Rishi Sunak may have seen his political fortunes tumble in recent months, but it does not appear to have dented his financial situation.
The UK chancellor and his wife, Akshata Murty, this made the Sunday Times Rich List for the first time with their joint £730 million ($910.38 million) fortune. Russian billionaires, meanwhile, tumbled down this year’s rankings.
There were a record 177 billionaires in the UK, according to the rankings.
Mr Sunak and his wife’s finances have come under intense scrutiny in recent months.
Last month, it was revealed that Ms Murty had non-dom status, which typically applies to someone who was born overseas and spends much of their time in the UK but still considers another country to be their permanent residence, or “domicile”.
It is estimated that Ms Murty’s non-dom status could have saved her £20 million in taxes on dividends from her shares in Infosys, an Indian IT company founded by her father.
She later agreed to pay UK taxes on her worldwide income.
Mr Sunak was cleared of breaching the ministerial code by Boris Johnson’s standards adviser after considering the tax affairs.

● ● ● ●

### [WORK INSTRUCTIONS]
- a) Do these statements agree with the article above on Rishi Sunak's fortune? Answer yes or no for each, quoting the exact words of the article that decide it. (i) The rankings counted a record 177 billionaires in the UK. (ii) Ms Murty refused to pay UK taxes on her worldwide income. (iii) Infosys was founded by Ms Murty's father.
- b) Please summarize the article on Rishi Sunak's fortune in two sentences.
- c) Write the next part of the article on Rishi Sunak's fortune, picking up after its final sentence.

### [RECORD EXTRACTS]
● ● ● ●

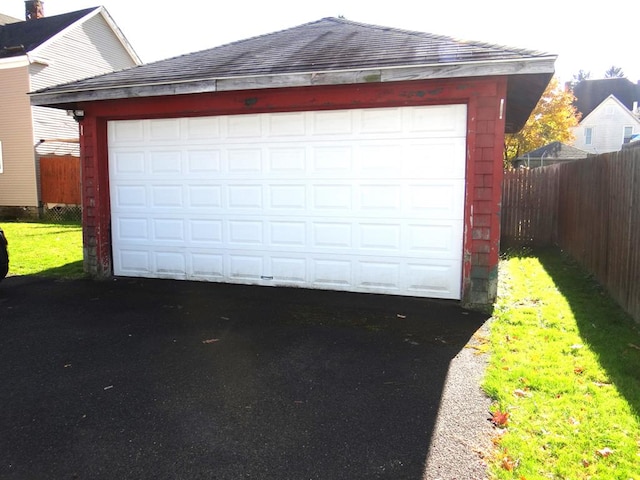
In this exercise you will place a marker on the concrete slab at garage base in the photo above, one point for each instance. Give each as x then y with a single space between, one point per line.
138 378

● ● ● ●

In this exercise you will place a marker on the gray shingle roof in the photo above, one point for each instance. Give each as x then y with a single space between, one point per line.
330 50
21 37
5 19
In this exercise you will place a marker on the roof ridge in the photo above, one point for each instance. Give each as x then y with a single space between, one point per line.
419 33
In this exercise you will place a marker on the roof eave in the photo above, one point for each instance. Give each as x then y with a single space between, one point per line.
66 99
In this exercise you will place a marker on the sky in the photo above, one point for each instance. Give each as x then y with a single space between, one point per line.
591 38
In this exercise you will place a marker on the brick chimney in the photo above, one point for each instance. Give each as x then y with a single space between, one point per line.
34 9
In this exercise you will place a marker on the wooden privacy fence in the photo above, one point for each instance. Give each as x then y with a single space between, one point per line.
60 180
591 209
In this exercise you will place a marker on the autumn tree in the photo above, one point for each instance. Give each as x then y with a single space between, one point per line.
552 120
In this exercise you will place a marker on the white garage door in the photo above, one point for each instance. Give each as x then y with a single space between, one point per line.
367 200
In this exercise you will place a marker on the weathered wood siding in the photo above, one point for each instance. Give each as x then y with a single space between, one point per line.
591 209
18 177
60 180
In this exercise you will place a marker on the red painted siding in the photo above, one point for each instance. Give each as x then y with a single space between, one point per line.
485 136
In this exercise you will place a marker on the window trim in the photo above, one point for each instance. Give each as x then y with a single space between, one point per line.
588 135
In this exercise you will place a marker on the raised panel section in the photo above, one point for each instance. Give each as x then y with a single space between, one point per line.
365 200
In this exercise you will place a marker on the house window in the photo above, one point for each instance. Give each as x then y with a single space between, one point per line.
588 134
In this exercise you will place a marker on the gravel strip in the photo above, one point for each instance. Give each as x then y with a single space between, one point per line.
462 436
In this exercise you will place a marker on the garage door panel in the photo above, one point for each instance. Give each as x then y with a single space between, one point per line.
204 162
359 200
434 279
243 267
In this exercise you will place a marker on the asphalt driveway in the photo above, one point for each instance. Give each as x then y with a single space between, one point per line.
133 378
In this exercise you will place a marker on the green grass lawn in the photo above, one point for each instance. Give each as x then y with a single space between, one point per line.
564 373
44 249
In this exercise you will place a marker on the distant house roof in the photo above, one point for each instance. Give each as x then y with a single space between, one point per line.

● ● ● ●

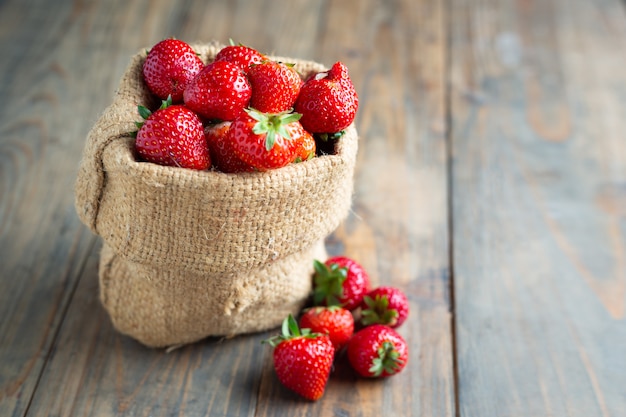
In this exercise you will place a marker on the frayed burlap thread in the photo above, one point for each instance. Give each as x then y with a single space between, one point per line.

● ● ● ●

### [EXERCISE RESULTS]
- a)
(i) Yes: "There were a record 177 billionaires in the UK, according to the rankings."
(ii) No: "She later agreed to pay UK taxes on her worldwide income."
(iii) Yes: "an Indian IT company founded by her father"

- b) Rishi Sunak and his wife, Akshata Murty, made the Sunday Times Rich List for the first time with a joint fortune of £730 million, even as their finances came under intense scrutiny. Ms Murty's non-dom status, estimated to have saved her £20 million in taxes on Infosys dividends, was revealed; she later agreed to pay UK taxes on her worldwide income, and Mr Sunak was cleared of breaching the ministerial code.

- c)
His financial affairs came under particular scrutiny as pressure mounted on him to produce a package of support to ease the cost of living for millions of people struggling with higher food and energy bills. A windfall tax on energy companies is one possibility.
He and his wife donated more than £100,000 to his alma mater, Winchester College, one of the most expensive private schools in Britain.
He also saw his political fortunes dive after he was fined, with Prime Minister Boris Johnson, over a breach of Covid regulations at Downing Street.
Justice Secretary Dominic Raab said it is “fantastic” that Mr Sunak has joined the rich list.
Mr Raab told Times Radio: “He’s a fantastic example of someone who’s been successful in business, who’s coming to make a big impact in public service.
“I think we want more of those people. I think it’s fantastic that you’ve got someone of British-Indian origin, showing all people in our country that you can get to the top of politics.
“And frankly, I think if I understood correctly, the Sunday Times Rich List was a reflection of not just him but his wife. His wife is an incredibly successful entrepreneur in her own right.
“Again someone that’s here, British-Indian, and actually I think we want to see more women succeeding in both business and politics.”
On Friday morning, the Sunday Times Rich List revealed the couple featured at 222 in the list with the joint forecast of £730 million, driven by Ms Murty’s £690 million stake in Infosys.
Meanwhile, Sri and Gopi Hinduja, who run the Mumbai-based conglomerate Hinduja Group, jumped to the top of the list after their wealth grew by more than £11 billion to £28.47 billion.
Entrepreneur Sir James Dyson and his family moved up to second in the list after a £6.7 billion increase to £23 billion.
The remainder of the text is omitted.